Work task 1: Translate this sentence from the Cushy Butterfield excerpt into Spanish: "This building still stands today."
Work task 2: Sum up the Cushy Butterfield excerpt in two sentences.

Excerpt to read:
-- Opening Marker --

Her eyes are like two holes in a blanket burnt throo,
An' her brows in a mornin wad spyen a yung coo;
An' when aw heer her shootin "Will ye buy ony clay,"
Like a candy man's trumpet, it steels maw young hart away.

KORUS—She's a big lass an' a bonny one, &c.

Ye'll oft see hor doon at Sandgate when the fresh herrin cums in;
She's like a bagfull o' sawdust tied roond wiv a string;
She weers big golashes, te, an' her stockins was wonce white,
An' her bedgoon is a laelock, an' her hat's nivor strite,

KORUS—She's a big lass an' a bonny one, &c.

When aw axed her te marry me, she started te laff,
"Noo, nyen o' yor monkey tricks, for aw like ne such chaff !"
Then she start’d a bubblin, an' roar’d like a bull,
An' the cheps i the keel says aw-m nowt but a fyeul.

KORUS—She's a big lass an' a bonny one, &c.

She says "The chep that gets me'll heh to work ivry day,
An when he cums hyem at neets he’ll heh te gan an' seek clay;
An' when he's away seekin't aal myek balls an' sing'
Weel may the keel row that my laddies in !"

KORUS—She's a big lass an' a bonny one, &c

Noo, aw heer she hes anuther chep, an' he hews at Shipcote'
If aw thowt she wad deceive me, ah'd sure cut me throat;
Aal doon the river sailin, an_sing "Aam afloat,"
Biddin addo te Cushy Butterfield an' the chep at Shipcote.

KORUS—She's a big lass an' a bonny one, &c

For a translation, see Geordie dialect words

=== Places mentioned ===

Gyetshead is Gateshead, the town on the opposite (south) side of the River Tyne from Newcastle upon Tyne

Sandgate pronounced Sandgit, is (or was) an area of the town named from the Sand Gate, one of the six main gates in the Newcastle town wall, a medieval defensive wall, the remaining parts of which are a Scheduled Ancient Monument. The quayside section of the wall was pulled down in 1763 and the Sand Gate in 1798. In 1701 the Keelmen's Hospital was built in the Sandgate area of the city, using funds provided by the keelmen. This building still stands today.

-- Closing Marker --

Raw data:
-- Opening Marker --

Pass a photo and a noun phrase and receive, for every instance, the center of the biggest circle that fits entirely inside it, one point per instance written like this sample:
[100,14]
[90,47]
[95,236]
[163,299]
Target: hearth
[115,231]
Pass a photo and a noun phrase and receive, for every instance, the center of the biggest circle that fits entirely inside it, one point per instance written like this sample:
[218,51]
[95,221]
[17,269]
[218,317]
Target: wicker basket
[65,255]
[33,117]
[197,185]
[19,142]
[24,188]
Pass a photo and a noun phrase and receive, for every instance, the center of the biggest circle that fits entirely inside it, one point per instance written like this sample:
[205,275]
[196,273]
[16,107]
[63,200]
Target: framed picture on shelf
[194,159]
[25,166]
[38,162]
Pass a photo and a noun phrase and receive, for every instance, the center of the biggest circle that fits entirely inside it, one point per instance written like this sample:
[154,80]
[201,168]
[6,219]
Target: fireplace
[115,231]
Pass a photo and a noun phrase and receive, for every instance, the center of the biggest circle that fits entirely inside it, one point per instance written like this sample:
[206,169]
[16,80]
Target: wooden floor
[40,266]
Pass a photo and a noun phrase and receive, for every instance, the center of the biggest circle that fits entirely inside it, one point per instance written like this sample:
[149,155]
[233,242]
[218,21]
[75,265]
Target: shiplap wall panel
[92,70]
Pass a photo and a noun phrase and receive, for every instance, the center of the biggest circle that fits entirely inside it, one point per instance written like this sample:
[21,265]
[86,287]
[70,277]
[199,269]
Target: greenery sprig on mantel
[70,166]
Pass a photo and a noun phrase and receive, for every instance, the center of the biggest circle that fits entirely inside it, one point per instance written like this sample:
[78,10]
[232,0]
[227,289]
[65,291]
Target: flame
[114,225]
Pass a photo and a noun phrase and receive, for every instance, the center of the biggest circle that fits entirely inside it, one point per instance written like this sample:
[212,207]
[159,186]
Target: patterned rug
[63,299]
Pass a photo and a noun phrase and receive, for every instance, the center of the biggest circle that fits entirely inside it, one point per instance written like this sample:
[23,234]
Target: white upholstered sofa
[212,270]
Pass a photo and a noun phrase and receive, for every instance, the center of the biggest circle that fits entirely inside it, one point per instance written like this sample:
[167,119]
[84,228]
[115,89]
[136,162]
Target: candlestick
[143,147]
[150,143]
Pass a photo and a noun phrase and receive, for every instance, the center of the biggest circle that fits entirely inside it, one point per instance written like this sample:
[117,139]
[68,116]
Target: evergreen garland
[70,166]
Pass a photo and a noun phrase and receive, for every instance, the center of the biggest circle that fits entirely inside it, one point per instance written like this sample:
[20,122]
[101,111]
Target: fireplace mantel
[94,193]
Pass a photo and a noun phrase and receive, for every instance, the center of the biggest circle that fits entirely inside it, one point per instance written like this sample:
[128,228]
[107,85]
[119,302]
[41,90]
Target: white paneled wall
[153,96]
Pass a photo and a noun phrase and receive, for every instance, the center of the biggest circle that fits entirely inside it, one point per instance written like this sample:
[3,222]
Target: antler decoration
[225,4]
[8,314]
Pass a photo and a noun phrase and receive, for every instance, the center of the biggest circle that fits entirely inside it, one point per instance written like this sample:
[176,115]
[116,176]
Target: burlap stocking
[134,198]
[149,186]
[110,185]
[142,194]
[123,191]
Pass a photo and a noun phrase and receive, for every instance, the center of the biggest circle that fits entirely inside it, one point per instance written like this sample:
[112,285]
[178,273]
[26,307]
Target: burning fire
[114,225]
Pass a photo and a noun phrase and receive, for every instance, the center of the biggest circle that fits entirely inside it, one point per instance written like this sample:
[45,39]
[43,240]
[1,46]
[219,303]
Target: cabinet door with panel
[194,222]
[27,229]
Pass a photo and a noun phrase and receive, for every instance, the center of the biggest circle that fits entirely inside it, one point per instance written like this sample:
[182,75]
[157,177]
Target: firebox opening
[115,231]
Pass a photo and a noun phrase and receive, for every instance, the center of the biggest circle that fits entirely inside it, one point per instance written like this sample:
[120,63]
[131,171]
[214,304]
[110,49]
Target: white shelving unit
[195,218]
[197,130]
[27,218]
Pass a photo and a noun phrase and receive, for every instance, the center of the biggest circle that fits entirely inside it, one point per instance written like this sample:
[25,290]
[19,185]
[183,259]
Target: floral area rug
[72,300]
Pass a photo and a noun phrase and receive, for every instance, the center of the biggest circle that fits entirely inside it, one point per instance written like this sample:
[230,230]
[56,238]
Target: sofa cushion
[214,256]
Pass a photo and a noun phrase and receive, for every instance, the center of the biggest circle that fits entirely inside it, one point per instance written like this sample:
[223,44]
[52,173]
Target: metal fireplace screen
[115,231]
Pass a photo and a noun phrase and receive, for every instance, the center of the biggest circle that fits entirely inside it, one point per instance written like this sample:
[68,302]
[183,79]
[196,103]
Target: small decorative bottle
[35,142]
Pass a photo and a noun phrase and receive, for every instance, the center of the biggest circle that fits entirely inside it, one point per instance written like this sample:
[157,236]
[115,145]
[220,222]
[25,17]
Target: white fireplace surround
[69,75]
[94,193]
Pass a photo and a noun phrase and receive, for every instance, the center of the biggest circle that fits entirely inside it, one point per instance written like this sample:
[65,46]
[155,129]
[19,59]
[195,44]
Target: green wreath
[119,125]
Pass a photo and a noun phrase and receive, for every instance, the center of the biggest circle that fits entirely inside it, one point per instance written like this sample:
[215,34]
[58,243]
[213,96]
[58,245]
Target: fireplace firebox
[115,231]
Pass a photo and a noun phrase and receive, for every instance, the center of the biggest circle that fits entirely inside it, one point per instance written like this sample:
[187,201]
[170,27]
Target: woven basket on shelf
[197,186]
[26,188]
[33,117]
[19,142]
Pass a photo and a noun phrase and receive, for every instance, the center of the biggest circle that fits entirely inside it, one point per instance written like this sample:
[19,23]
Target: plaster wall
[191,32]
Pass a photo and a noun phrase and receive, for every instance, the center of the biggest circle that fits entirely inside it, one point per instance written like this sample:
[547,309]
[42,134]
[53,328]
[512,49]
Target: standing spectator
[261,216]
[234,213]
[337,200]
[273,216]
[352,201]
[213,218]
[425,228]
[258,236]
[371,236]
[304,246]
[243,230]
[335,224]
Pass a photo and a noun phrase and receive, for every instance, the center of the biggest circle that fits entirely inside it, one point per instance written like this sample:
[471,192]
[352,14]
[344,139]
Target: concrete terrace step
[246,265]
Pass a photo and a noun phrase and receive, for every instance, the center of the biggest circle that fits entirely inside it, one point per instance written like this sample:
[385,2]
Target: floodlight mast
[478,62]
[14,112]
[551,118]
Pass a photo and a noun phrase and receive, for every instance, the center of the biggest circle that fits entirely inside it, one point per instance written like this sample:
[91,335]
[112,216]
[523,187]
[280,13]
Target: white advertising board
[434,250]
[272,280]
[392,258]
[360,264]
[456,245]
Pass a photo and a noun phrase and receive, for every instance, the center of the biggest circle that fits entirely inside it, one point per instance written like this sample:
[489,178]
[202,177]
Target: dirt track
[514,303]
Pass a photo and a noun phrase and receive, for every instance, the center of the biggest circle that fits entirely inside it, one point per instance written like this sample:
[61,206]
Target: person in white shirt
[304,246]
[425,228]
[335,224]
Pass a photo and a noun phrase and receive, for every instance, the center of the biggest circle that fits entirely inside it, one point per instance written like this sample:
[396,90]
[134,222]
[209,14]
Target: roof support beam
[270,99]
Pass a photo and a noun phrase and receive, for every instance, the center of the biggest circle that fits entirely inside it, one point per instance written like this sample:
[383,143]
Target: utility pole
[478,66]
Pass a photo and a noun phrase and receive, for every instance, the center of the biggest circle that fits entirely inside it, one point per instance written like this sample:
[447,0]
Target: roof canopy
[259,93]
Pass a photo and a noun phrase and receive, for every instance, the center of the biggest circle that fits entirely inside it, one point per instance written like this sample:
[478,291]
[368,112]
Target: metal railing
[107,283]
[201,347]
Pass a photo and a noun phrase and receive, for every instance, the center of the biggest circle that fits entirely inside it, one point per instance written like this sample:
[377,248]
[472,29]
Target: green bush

-- Closing Marker --

Task answer 1: Este edificio sigue en pie hoy en día.

Task answer 2: The song describes Cushy Butterfield, a big, bonny lass who calls out "Will ye buy ony clay" and is often seen at Sandgate, and it tells how she laughed and roared like a bull when the singer asked her to marry and how she is now said to have another chap who hews at Shipcote. Notes after the song explain that Gyetshead is Gateshead and that Sandgate is an area named after one of the six main gates in Newcastle's medieval town wall, where the Keelmen's Hospital was built in 1701.